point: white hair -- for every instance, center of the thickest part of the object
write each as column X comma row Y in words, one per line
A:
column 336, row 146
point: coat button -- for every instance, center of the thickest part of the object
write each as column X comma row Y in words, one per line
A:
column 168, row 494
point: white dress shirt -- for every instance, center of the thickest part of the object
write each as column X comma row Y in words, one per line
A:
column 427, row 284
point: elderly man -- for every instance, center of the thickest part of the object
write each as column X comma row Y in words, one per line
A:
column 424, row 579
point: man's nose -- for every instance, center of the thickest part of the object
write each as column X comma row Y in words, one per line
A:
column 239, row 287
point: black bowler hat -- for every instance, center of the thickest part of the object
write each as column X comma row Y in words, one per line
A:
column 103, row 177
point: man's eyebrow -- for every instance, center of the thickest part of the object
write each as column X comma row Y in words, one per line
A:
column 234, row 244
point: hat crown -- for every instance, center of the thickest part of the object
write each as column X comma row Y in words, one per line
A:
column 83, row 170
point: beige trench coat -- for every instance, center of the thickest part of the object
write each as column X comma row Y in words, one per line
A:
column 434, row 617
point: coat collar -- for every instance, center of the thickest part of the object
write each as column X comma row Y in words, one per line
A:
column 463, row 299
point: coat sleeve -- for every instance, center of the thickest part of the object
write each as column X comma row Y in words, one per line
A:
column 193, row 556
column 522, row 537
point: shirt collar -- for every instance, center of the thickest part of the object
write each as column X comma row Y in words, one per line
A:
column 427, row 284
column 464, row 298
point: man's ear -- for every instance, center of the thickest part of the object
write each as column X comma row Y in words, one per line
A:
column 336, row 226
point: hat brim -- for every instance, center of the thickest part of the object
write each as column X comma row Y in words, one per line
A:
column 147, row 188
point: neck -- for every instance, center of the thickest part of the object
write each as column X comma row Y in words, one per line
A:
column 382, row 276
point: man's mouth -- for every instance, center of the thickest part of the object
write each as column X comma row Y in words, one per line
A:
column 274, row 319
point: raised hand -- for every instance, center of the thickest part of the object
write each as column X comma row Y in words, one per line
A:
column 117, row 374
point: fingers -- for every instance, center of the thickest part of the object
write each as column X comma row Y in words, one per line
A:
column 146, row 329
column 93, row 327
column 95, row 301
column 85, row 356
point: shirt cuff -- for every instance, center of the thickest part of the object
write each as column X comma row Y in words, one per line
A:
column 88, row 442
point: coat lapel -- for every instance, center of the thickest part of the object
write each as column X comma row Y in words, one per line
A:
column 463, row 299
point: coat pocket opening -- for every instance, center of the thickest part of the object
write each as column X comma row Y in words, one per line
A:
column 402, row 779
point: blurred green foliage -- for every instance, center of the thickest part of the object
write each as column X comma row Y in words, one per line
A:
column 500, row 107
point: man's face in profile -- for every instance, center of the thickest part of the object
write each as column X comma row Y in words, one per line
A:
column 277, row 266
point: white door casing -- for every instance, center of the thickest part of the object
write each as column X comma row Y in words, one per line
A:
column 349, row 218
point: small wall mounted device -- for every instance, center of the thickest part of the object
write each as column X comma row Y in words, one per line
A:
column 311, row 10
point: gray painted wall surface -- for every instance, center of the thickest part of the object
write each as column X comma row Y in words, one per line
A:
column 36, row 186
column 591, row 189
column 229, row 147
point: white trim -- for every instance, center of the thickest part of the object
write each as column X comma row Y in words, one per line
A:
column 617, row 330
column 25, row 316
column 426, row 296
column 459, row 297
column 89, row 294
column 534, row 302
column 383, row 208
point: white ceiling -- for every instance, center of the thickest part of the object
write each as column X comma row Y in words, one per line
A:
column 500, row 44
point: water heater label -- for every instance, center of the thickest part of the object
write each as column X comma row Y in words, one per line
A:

--------------------

Written exercise ▸ Revise the records above by replacing every occurrence of "thickest part" with "widest part", leaving all other text unchanged.

Output below ▸
point: white hair -- for every instance, center of the widest part of the object
write each as column X comma row Y in words, one per line
A:
column 336, row 146
point: coat button -- for every instance, center of the widest part of the object
write each as column X comma row Y in words, one per line
A:
column 168, row 494
point: white dress shirt -- for every instance, center of the widest part of the object
write each as column X comma row Y in words, one per line
A:
column 427, row 284
point: elderly man -- for every instance, center of the widest part of the object
write each as column X comma row Y in words, one per line
A:
column 424, row 579
point: man's nose -- for every instance, center of the widest part of the object
write each as column X comma row Y in words, one per line
A:
column 239, row 287
point: black bowler hat -- for every instance, center of the widest part of the object
write each as column X comma row Y in words, one per line
A:
column 103, row 177
point: man's eyebrow -- for every instance, center of the widest part of the object
write each as column X comma row Y in words, one per line
A:
column 234, row 244
point: hat crown -- for every instance, center of the widest part of the object
write each as column X comma row Y in words, one per line
A:
column 83, row 170
point: beige trench coat -- for every instance, center of the widest part of the object
write each as column X comma row Y in words, one per line
A:
column 434, row 617
point: coat collar -- for every instance, center of the widest part of the object
write each as column X comma row Y in words, one per line
A:
column 463, row 299
point: coat sleeve -- for every instance, center of the widest part of the object
write each as column X comma row Y in words, one per line
A:
column 193, row 556
column 522, row 537
point: shirt collar -- for every instance, center of the widest part of the object
write each as column X comma row Y in words, one per line
A:
column 427, row 284
column 464, row 298
point: man's ear -- for every instance, center of the widest part of the object
write each as column X comma row Y in words, one per line
A:
column 336, row 226
point: hat brim -- for every instance, center of the widest part of the object
write each as column X comma row Y in words, one per line
A:
column 147, row 188
point: neck -- for every instance, center of the widest part of the object
write each as column X comma row Y in words, one per line
A:
column 382, row 276
point: man's mouth -- for every instance, center of the widest part of the object
write each as column X comma row Y in words, one per line
A:
column 274, row 319
point: raised hand -- for every instance, center of the widest part of the object
write each as column X comma row Y in words, one per line
A:
column 117, row 374
point: fingers -- for every instance, center of the widest part of the object
write each as column X comma row Y in words, one per line
A:
column 146, row 329
column 93, row 327
column 95, row 301
column 85, row 356
point: shirt cuff -- for every instance, center of the widest part of the object
write each as column X comma row Y in words, one per line
A:
column 88, row 442
point: coat lapel -- for every instance, center of the widest part of the object
write each as column X comma row Y in words, one per line
A:
column 463, row 299
point: coat pocket opening -- for every instance, center of the widest part of the object
write each as column X comma row Y in words, one per line
A:
column 402, row 779
point: blurred green foliage -- for every instance, center of the widest part of the object
write each as column X comma row Y in words, one per line
A:
column 500, row 107
point: man's face in profile -- for every instance, center of the widest part of the object
write each as column X comma row Y in words, one per line
A:
column 277, row 266
point: white door casing -- for every instance, center of the widest part of the object
write each as column X comma row Y in words, one per line
A:
column 349, row 218
point: small wall mounted device -- for every instance, center of the widest part of the object
write each as column X comma row Y in words, one per line
A:
column 311, row 10
point: gray painted wall surface -- for every instance, center of the widest part of the object
write each as column X comma row Y in words, one per line
A:
column 36, row 186
column 591, row 189
column 229, row 147
point: white trim -- for every instance, center of the widest part of the object
write each as column X comma row Y in words, one per line
A:
column 617, row 330
column 25, row 316
column 426, row 296
column 459, row 297
column 89, row 294
column 534, row 302
column 383, row 208
point: white ceiling -- for every instance, center of the widest part of the object
write each as column X comma row Y in words, one per line
A:
column 500, row 44
point: water heater label -- for every instance, center of the widest part of the object
write each as column X comma row Y in words, one per line
A:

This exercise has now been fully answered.